## LISTING
......

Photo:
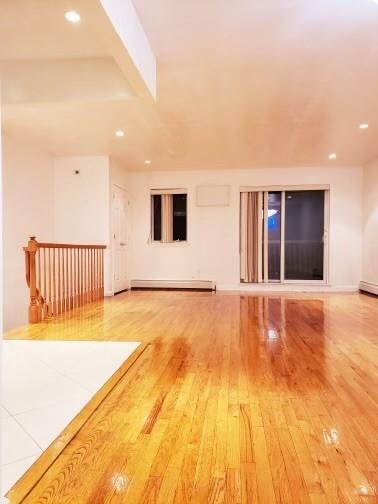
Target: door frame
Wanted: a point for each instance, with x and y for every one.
(118, 187)
(264, 190)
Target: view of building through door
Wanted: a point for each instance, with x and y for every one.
(120, 242)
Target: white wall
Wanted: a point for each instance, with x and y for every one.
(27, 211)
(212, 252)
(370, 224)
(82, 203)
(120, 177)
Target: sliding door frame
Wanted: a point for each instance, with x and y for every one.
(263, 257)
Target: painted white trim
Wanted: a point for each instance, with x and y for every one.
(260, 207)
(277, 287)
(173, 284)
(158, 192)
(369, 287)
(282, 237)
(266, 237)
(304, 187)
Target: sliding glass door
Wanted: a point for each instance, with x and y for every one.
(283, 237)
(304, 232)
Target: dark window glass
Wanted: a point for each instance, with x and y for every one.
(156, 208)
(304, 229)
(274, 235)
(179, 217)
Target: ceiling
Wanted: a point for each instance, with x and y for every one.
(252, 83)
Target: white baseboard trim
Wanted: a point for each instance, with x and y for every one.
(272, 288)
(369, 287)
(173, 284)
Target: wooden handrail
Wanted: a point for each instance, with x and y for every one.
(69, 245)
(62, 276)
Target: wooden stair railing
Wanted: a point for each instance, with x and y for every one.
(62, 276)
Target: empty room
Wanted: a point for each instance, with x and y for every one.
(190, 251)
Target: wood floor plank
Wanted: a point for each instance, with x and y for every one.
(235, 399)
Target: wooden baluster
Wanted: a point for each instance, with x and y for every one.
(34, 308)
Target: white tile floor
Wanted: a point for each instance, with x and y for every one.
(44, 386)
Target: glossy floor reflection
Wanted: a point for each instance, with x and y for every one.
(44, 386)
(236, 398)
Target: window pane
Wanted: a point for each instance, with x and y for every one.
(304, 228)
(156, 205)
(179, 217)
(274, 236)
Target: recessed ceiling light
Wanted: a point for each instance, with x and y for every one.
(72, 16)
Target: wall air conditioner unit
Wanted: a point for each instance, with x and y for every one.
(173, 284)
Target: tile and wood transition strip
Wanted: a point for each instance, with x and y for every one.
(34, 474)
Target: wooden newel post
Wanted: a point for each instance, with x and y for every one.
(35, 314)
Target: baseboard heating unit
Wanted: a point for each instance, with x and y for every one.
(173, 284)
(370, 287)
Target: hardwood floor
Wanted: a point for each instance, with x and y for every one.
(234, 399)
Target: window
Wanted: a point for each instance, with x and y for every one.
(283, 236)
(169, 216)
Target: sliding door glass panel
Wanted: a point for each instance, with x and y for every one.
(156, 208)
(304, 230)
(274, 236)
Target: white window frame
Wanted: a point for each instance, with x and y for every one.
(159, 243)
(263, 195)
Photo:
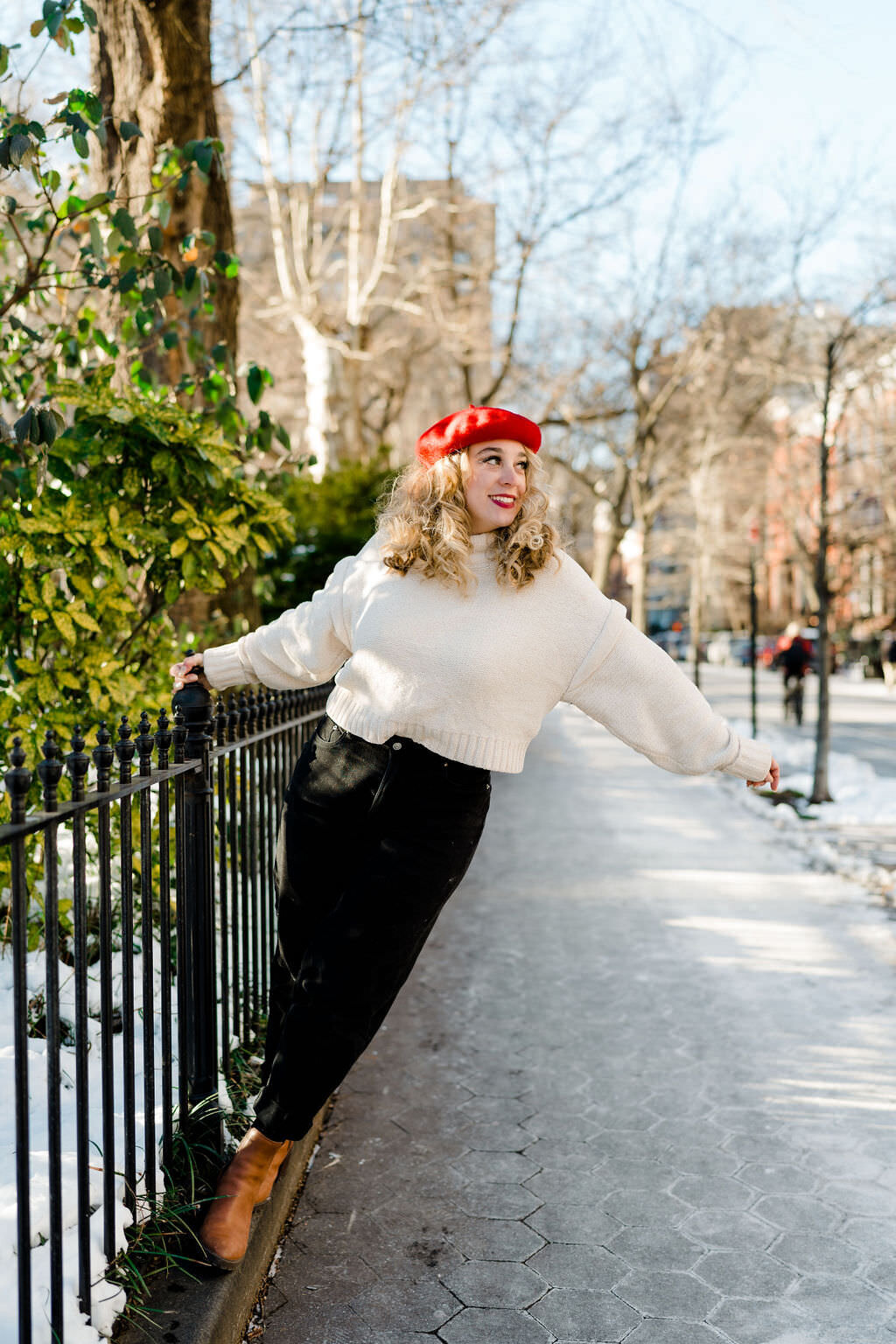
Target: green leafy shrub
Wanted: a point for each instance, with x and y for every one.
(329, 519)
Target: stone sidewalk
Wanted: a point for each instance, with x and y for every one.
(641, 1086)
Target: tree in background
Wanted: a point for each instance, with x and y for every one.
(152, 69)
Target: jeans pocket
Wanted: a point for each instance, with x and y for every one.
(328, 732)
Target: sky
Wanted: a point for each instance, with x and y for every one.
(805, 98)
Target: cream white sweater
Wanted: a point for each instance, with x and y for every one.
(472, 675)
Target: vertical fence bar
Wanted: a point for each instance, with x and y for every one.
(243, 865)
(223, 922)
(163, 744)
(233, 835)
(145, 744)
(18, 781)
(78, 764)
(196, 988)
(125, 752)
(103, 756)
(50, 770)
(253, 855)
(263, 844)
(182, 929)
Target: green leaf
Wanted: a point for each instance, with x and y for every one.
(19, 147)
(256, 383)
(122, 220)
(203, 156)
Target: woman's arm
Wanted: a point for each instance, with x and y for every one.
(303, 647)
(647, 701)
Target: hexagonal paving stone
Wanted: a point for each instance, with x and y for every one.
(724, 1230)
(860, 1198)
(474, 1326)
(760, 1148)
(815, 1253)
(871, 1234)
(394, 1304)
(497, 1136)
(570, 1186)
(570, 1155)
(743, 1120)
(496, 1284)
(667, 1293)
(702, 1161)
(578, 1223)
(494, 1167)
(584, 1316)
(745, 1273)
(488, 1109)
(637, 1173)
(797, 1213)
(712, 1193)
(777, 1178)
(649, 1246)
(645, 1206)
(883, 1274)
(672, 1332)
(494, 1238)
(497, 1200)
(547, 1125)
(627, 1117)
(578, 1266)
(751, 1321)
(841, 1301)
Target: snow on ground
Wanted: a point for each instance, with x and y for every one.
(863, 799)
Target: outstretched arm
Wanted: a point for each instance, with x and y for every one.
(647, 701)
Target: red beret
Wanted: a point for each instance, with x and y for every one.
(476, 425)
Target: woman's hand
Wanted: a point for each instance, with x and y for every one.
(188, 671)
(773, 777)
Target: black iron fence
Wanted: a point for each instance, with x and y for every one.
(125, 1020)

......

## SET PROBLEM
Write out the whole listing exactly, and drop the pictures.

## OUTPUT FOR THIS EXERCISE
Photo:
Target: door frame
Wanted: a point for each instance, with x and y for every one.
(118, 187)
(264, 190)
Target: view of building through door
Wanted: a point for each instance, with x and y for every one.
(120, 242)
Target: white wall
Wanted: a point for each instance, with x and y for every one.
(27, 211)
(212, 252)
(370, 224)
(82, 203)
(120, 177)
Target: sliding door frame
Wanted: a point for each instance, with x and y for every one.
(263, 257)
Target: painted white trim
Wanted: a point for each instance, with x and y for every one.
(260, 207)
(277, 287)
(173, 284)
(158, 192)
(369, 287)
(282, 237)
(266, 237)
(304, 187)
Target: sliding glass door
Wanted: a point for each instance, with x and y for every one.
(283, 237)
(304, 232)
Target: dark window glass
Wanted: a point for each instance, with x and y for every one.
(156, 208)
(304, 229)
(274, 235)
(179, 217)
Target: ceiling
Wanted: a point for each instance, with x and y for every one.
(252, 83)
Target: white baseboard trim
Wanted: a point for each instance, with x and y for every one.
(272, 288)
(369, 287)
(173, 284)
Target: wooden handrail
Wanted: a point for each instance, with x and y for every one.
(69, 245)
(62, 276)
Target: wooden stair railing
Wanted: a point for each instance, with x and y for every one.
(62, 276)
Target: empty room
Wanted: a point for each instance, with x and y for every one.
(190, 251)
Target: wood floor plank
Wanted: a point for each instance, with x and y for every one.
(235, 399)
Target: wooden baluster
Wanted: a point for each instance, with x and y for every one.
(34, 308)
Target: white tile floor
Wanted: a point for each instance, with x and y for every one.
(44, 386)
Target: glossy floor reflection
Wanted: a point for each instance, with x and y for every one.
(44, 386)
(236, 398)
Target: window pane
Wanted: a point for each instance, with x and y for every one.
(304, 228)
(156, 205)
(179, 217)
(274, 236)
Target: recessed ceiling light
Wanted: a point for each instance, with x and y for every one.
(72, 16)
Target: wall air conditioner unit
Wanted: a point for each instance, with x and y for every one.
(173, 284)
Target: tile and wood transition strip
Wanted: a point for each instance, with x and y for every one.
(34, 474)
Target: wooden newel post
Wanted: a point for each instance, with x and y for every one.
(35, 314)
Target: baseboard heating unit
Wanted: a point for each instance, with x and y for every one.
(173, 284)
(370, 287)
Target: hardwood floor
Wanted: a point for each instance, with x and y for every one.
(234, 399)
Target: window
Wanted: a point for each instance, with x and y for every one.
(283, 236)
(169, 216)
Target: sliding door glass panel
Wanted: a point for each instance, with x and y for every one.
(156, 208)
(304, 230)
(274, 236)
Target: white window frame
Wanted: a point for each instance, with x and y for every one.
(159, 243)
(263, 195)
Photo:
Target: green leafy shrub
Wanted: a point for each instance, with x and y for every one.
(329, 519)
Target: stone sidewalk
Wanted: a point for each instance, with x and y for every one.
(641, 1086)
Target: tree in background
Wanted: a point for each instance, with x and y for every one.
(152, 69)
Target: jeans pocket
Wanted: a point for each instance, with x and y for every one.
(328, 732)
Target: sky
Wanted: a point for each instance, with x and y for every one.
(805, 98)
Target: cream white sweater
Wanted: a point for each instance, with x and y for every one.
(472, 675)
Target: vertical fence bar
Wanted: a point for each instance, with x and y for every one.
(243, 865)
(223, 922)
(163, 744)
(233, 835)
(145, 744)
(18, 781)
(78, 764)
(196, 988)
(125, 752)
(103, 756)
(50, 770)
(253, 855)
(263, 844)
(182, 929)
Target: green leaf
Wanted: a point for each instance, with x and y for every one.
(19, 147)
(256, 383)
(122, 220)
(203, 156)
Target: woman's arm
Wanted: a point for each instance, with x and y for every one.
(303, 647)
(647, 701)
Target: hexagonal paving stone
Wanted: a point for each instance, with x and y for every one.
(724, 1230)
(860, 1198)
(474, 1326)
(760, 1148)
(815, 1253)
(871, 1234)
(394, 1304)
(497, 1136)
(570, 1186)
(570, 1155)
(743, 1120)
(496, 1284)
(667, 1293)
(702, 1161)
(578, 1223)
(494, 1167)
(584, 1316)
(745, 1273)
(488, 1109)
(637, 1173)
(797, 1213)
(712, 1193)
(777, 1178)
(649, 1246)
(645, 1206)
(883, 1274)
(672, 1332)
(494, 1238)
(497, 1200)
(547, 1125)
(627, 1117)
(578, 1266)
(751, 1321)
(841, 1301)
Target: snow on ground
Wanted: a point for each instance, with x and y for every one.
(863, 799)
Target: outstretched arm
Wanted: a point for each instance, with x and y for every one.
(647, 701)
Target: red beret
Wanted: a point for each instance, with x and y for every one.
(476, 425)
Target: woman's hand
Wanted: a point for each instance, with x and y for every one.
(188, 671)
(773, 777)
Target: black iron fence
Wanted: a point for each instance, with x and y for every one.
(125, 1020)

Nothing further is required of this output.